Work task: Search the data below for the string "holder". Extract every line that contains it.

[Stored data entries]
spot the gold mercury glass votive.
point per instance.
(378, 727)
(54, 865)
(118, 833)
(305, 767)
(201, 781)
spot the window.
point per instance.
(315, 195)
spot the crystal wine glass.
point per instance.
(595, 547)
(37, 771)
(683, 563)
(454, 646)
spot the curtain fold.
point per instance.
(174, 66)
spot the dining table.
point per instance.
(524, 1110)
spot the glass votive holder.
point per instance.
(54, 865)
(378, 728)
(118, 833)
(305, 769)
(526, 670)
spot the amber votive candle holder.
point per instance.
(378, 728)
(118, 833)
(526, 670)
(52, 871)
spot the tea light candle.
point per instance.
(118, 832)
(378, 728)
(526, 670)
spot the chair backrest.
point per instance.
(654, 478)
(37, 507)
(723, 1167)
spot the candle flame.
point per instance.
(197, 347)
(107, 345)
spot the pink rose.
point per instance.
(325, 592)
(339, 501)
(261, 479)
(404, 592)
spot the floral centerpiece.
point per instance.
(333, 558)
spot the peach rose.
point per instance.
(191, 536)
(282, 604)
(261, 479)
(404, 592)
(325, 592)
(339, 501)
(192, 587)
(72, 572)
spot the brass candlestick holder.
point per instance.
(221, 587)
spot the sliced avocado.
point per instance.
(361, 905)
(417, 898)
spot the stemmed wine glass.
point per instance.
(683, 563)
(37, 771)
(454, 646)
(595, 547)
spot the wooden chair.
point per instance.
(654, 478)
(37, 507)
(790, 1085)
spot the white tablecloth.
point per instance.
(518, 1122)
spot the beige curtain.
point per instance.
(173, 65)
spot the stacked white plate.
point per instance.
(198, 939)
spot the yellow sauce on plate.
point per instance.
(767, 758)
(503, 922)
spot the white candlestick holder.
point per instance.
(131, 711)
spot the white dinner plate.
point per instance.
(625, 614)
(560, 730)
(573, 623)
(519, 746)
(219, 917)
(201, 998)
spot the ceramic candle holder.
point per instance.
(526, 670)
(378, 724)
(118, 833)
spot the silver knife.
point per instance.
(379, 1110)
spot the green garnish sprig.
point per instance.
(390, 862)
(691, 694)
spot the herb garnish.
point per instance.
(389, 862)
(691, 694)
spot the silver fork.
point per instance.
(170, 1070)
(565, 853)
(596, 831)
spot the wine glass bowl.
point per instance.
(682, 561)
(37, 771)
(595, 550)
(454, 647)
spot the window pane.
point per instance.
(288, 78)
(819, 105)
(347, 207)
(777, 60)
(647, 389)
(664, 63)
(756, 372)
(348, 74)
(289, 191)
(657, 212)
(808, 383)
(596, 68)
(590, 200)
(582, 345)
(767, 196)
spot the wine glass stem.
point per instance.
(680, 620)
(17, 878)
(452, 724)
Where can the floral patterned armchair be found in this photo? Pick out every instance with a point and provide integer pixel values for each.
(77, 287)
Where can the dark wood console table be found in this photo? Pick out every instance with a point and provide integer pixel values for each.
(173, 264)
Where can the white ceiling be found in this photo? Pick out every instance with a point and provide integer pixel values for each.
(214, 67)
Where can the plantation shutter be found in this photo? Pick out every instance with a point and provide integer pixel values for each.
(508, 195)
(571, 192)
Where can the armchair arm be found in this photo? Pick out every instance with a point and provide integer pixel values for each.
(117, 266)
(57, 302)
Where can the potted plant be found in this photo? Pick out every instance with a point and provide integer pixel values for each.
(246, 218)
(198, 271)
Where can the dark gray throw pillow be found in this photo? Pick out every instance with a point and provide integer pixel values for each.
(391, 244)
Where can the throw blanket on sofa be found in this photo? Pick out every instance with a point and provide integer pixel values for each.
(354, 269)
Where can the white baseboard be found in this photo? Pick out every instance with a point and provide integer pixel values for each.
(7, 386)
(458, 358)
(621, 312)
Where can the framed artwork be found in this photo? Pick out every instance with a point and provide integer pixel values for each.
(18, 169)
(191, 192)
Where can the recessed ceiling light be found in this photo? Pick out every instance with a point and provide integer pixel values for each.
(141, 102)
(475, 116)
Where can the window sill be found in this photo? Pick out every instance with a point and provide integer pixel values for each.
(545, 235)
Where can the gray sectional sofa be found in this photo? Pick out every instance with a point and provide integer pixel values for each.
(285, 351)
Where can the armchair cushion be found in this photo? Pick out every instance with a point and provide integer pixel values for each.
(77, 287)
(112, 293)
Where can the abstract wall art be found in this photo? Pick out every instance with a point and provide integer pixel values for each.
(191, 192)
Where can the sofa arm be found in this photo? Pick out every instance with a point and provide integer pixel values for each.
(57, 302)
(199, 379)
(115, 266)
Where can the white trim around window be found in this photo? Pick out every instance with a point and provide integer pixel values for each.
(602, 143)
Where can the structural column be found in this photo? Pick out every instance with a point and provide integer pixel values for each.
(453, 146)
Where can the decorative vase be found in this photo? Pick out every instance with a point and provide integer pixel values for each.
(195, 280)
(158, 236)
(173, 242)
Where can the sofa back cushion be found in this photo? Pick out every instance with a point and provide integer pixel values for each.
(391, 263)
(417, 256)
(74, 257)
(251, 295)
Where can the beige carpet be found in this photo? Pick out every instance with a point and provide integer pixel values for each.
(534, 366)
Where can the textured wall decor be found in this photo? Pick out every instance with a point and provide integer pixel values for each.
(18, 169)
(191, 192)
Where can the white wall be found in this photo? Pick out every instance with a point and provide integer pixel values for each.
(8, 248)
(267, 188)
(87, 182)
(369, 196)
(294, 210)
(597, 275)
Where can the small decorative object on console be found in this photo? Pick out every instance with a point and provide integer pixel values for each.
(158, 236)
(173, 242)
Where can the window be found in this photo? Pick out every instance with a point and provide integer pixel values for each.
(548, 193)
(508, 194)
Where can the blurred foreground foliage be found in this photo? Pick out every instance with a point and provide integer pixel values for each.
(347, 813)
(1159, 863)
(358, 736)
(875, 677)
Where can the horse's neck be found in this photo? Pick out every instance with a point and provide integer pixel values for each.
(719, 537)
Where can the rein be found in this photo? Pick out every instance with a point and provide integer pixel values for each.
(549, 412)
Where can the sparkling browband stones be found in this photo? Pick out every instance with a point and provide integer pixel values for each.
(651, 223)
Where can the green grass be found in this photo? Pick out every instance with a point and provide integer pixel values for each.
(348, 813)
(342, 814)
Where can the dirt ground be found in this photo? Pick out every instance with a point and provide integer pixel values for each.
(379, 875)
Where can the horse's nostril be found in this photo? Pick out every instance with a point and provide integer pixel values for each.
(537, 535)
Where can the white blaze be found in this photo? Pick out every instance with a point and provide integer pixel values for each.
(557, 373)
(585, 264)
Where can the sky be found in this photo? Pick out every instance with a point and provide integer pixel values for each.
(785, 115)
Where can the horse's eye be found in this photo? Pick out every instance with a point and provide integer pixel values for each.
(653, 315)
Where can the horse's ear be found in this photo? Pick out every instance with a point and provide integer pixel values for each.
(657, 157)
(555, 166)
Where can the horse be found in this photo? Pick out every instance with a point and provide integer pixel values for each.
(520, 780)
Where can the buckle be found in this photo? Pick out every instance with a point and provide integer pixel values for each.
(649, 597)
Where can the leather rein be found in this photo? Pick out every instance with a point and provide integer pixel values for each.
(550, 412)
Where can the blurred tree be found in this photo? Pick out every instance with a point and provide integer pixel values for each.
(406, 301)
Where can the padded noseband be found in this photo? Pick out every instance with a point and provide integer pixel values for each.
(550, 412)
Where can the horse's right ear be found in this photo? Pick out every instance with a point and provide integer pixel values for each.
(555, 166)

Answer section:
spot the glass votive holder.
spot the amber votive candle holder.
spot the brass candlestick holder.
spot the white candlestick holder.
spot the ceramic candle holder.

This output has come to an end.